:: WHAT YOU SHOULD DO ::
What is needed is an exact transcription of every record below.

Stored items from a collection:
┄┄┄┄┄┄┄┄┄┄

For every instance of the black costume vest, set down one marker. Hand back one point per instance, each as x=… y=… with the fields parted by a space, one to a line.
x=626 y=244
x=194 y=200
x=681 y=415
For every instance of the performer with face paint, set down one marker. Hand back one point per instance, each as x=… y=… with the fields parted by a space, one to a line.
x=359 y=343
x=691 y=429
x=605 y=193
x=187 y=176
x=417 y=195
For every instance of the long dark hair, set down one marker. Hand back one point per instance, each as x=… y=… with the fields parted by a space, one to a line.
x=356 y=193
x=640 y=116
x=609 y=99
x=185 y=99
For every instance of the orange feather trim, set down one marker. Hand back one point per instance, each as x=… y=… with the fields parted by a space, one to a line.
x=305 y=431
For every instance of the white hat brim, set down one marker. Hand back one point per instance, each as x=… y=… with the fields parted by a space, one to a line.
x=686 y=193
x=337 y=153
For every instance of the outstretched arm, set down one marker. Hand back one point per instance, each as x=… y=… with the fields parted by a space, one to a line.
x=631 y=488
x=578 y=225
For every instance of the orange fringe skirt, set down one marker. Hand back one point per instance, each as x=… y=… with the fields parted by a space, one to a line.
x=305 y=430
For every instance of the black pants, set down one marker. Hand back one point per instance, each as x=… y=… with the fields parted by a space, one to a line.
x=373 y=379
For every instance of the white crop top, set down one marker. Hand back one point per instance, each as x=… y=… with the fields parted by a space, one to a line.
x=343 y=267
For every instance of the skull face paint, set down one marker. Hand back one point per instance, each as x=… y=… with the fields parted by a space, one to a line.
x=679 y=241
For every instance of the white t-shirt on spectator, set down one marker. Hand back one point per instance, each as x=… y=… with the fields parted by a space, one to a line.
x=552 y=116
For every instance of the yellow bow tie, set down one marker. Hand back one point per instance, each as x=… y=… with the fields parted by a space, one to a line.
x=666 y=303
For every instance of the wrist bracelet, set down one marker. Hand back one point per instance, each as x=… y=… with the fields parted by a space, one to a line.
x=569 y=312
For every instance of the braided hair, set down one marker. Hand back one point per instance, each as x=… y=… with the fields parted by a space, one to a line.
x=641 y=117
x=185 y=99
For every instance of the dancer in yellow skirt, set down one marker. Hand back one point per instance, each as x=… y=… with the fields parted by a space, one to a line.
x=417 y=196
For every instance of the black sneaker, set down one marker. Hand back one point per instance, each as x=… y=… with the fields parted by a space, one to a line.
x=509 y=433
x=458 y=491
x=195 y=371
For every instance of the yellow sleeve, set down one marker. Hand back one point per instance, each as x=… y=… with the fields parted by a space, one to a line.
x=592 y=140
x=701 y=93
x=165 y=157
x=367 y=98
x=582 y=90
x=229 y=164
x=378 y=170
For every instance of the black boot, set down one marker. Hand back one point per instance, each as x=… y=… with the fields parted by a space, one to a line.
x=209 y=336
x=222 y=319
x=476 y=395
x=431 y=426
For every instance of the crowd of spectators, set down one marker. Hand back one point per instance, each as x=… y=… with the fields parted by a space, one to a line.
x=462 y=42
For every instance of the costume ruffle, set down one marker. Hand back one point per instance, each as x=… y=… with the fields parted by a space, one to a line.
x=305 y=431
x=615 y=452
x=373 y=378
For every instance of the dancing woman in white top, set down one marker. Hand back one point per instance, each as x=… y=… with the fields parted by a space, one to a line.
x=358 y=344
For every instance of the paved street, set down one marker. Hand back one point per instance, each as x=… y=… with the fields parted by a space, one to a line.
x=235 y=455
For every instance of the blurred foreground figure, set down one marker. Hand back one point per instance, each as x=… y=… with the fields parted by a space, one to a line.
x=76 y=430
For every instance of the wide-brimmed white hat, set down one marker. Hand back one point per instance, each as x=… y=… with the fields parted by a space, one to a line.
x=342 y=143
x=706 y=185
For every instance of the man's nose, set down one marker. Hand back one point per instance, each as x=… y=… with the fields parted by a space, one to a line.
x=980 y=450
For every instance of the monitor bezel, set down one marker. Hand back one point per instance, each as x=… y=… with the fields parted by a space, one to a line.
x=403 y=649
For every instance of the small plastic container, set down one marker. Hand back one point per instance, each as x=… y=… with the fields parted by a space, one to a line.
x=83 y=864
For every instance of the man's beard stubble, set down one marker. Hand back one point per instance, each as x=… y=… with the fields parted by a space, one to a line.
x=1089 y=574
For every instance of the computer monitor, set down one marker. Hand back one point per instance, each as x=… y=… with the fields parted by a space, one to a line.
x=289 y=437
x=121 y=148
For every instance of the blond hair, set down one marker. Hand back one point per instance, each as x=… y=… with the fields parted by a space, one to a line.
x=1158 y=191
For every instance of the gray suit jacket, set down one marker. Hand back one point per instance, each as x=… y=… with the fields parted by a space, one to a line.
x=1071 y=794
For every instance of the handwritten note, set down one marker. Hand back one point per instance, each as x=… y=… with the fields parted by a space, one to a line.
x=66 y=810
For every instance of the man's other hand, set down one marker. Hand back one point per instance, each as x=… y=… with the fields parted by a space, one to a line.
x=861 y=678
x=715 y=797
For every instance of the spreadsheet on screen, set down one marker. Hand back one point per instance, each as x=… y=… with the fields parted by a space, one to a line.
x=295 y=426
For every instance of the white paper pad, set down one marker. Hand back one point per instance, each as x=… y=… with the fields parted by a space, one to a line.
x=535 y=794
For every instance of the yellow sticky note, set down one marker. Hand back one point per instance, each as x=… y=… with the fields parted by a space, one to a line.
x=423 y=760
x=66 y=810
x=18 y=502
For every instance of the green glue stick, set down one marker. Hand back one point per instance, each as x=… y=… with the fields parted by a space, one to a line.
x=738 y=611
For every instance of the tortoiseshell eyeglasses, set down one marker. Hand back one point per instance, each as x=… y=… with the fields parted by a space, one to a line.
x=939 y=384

┄┄┄┄┄┄┄┄┄┄

:: RESULT OF THIS EXERCISE ::
For every instance of the black costume vest, set down one marker. Hand back one point per instance, each as x=… y=… with the fields parted by a space, one to a line.
x=626 y=244
x=194 y=200
x=681 y=415
For every instance of the performer with face paint, set down one marker. Hand back one point per instance, each as x=… y=… with the fields parted by a space, one to a line.
x=359 y=343
x=691 y=429
x=605 y=193
x=187 y=176
x=417 y=195
For every instance of the long dark hair, set down one marker. Hand back one point per instance, each as x=… y=… with the fields parted by a space, one to a line.
x=356 y=193
x=640 y=116
x=609 y=99
x=185 y=99
For every instance of the orange feather trim, set down one marker. Hand back one point per instance, each as x=… y=… with the fields parted by a space, one to a line.
x=305 y=431
For every instance of the white hat brim, set down one marker. Hand back one point per instance, each as x=… y=… with the fields parted by a space, one to a line.
x=686 y=193
x=337 y=153
For every instance of the outstretched arm, set down one marker. Hand back one point per instance, each as x=… y=… with the fields parted by a space, one to a line.
x=631 y=488
x=578 y=225
For every instance of the orange fringe skirt, set down one marker. Hand back one point per instance, each as x=… y=… with the fields parted by a space, one to a line.
x=305 y=430
For every instance of the black pants, set down one marker. Hand back one point per instance, each as x=… y=… with the fields parted by a space, one to a line.
x=373 y=379
For every instance of the white crop top, set down one marker. Hand back one point per instance, each as x=… y=… with the fields parted by a space, one to a line.
x=343 y=267
For every instance of the skull face paint, set down one marker. Hand back one point per instance, each as x=… y=… with the fields parted by a space, one to a line.
x=679 y=241
For every instance of the white t-shirt on spectator, set down one marker. Hand back one point per instance, each as x=… y=… with the fields parted by a space, one to a line.
x=552 y=116
For every instance of the yellow bow tie, set down one marker. Hand back one point per instance, each as x=… y=… with the fields parted by a space, one to a line.
x=666 y=303
For every instance of the wrist bracelet, set down one marker. Hand back one point per instance, each as x=… y=… with the fields parted by a space, one to a line.
x=569 y=312
For every instance of the braided hair, set down one marker. Hand back one point per instance, each as x=… y=… with the fields parted by a space, one to a line.
x=641 y=117
x=185 y=99
For every instance of the dancer in yellow skirt, set down one marker. Hand back one point per instance, each as x=… y=… with the fields parted by a space, one to a line.
x=417 y=196
For every instance of the black sneaker, set down one marker. Hand back one point per instance, each as x=… y=… with the fields parted by a space, one to a line.
x=509 y=433
x=458 y=491
x=195 y=371
For every instance of the yellow sleeve, set down one marker. Hand back one point per instance, each as x=… y=… with the fields parted by a space, one to a line.
x=592 y=140
x=701 y=93
x=165 y=157
x=367 y=98
x=582 y=90
x=229 y=164
x=378 y=170
For every instance of the black boot, set down one marker. Hand back one point per instance, each as x=… y=… with the fields parted by a space, one to a line.
x=209 y=336
x=222 y=319
x=476 y=395
x=431 y=426
For every instance of the crowd of spectators, set down one marker. Hand back one point per instance, each as x=… y=… with the fields parted by a space, one to a line.
x=462 y=42
For every instance of the costume ruffle, set down one marker. Hand back one point per instance, each as x=… y=… with the fields parted by a space, one to a line.
x=305 y=431
x=615 y=452
x=373 y=378
For every instance of the dancing woman in white top, set down one marker. Hand back one point per instance, each as x=… y=… with the fields parted by a space, one to a line.
x=358 y=344
For every instance of the paved street, set down one marker. Hand back one point per instance, each as x=… y=… with the fields parted by a space, one to a line.
x=235 y=455
For every instance of the blurred foreground figure, set down one marker. Hand back one point per instance, each as x=… y=… with the fields parted by a space, one to a line.
x=76 y=430
For every instance of the wide-brimmed white hat, set down one marker. Hand back one point per instance, each as x=… y=… with the fields parted by a space, one to a line.
x=342 y=143
x=706 y=185
For every instance of the man's nose, set down one marker. Hand back one point per instance, each as x=… y=… with the fields parted by a space, one to a line.
x=980 y=450
For every instance of the monitor bezel, set down one marker. Hand back one point per instance, each as x=… y=… with the fields parted by a space, one to a line.
x=403 y=649
For every instance of the small plastic container, set down one marker. Hand back one point per instance, each as x=… y=… with the fields parted by a space, one to a line.
x=83 y=864
For every instance of the man's beard stubble, set down one marker. Hand back one point per instance, each as x=… y=… with the fields parted by a space, one to a line.
x=1089 y=574
For every instance of the computer monitor, set down one marker. Hand back one point per instance, each as x=… y=… with the fields parted by a space, one to a line.
x=289 y=437
x=121 y=148
For every instance of the blond hair, set down one marker. Hand back one point per instance, each as x=… y=… with the fields parted by a space, one to a line.
x=1158 y=191
For every instance of the gray suit jacket, set down one marker. Hand back one point per instance, each as x=… y=… with the fields parted by a space, one to a line.
x=1071 y=794
For every instance of the handwritten note, set down one marker. Hand back one point per instance, each as x=… y=… with the fields parted by a space, one to a line.
x=66 y=810
For every instance of the man's other hand, set down one marker. Hand back one point per instance, each as x=… y=… with the fields parted by a space, one to a line.
x=861 y=678
x=715 y=797
For every instance of the spreadsheet on screen, set down one marker. Hand back one point per instance, each as x=… y=… with the fields parted by a space, one to a line.
x=295 y=426
For every instance of the white paper pad, set down one marker. Hand back one point per instance, each as x=… y=… with the fields parted by a space, one to a line.
x=535 y=794
For every instance of the yellow sticky note, set down one marker. Hand back one point per instance, each as x=… y=… with the fields parted by a space, one to a line.
x=423 y=760
x=66 y=810
x=18 y=502
For every instance of the green glue stick, set down one marker. Hand back one point per instance, each as x=… y=… with the fields parted by a space, one to a line.
x=738 y=611
For every instance of the tortoiseshell eyeglasses, set down one marker. Hand back one point per instance, each as x=… y=… with the fields parted by a space, one to a line.
x=939 y=384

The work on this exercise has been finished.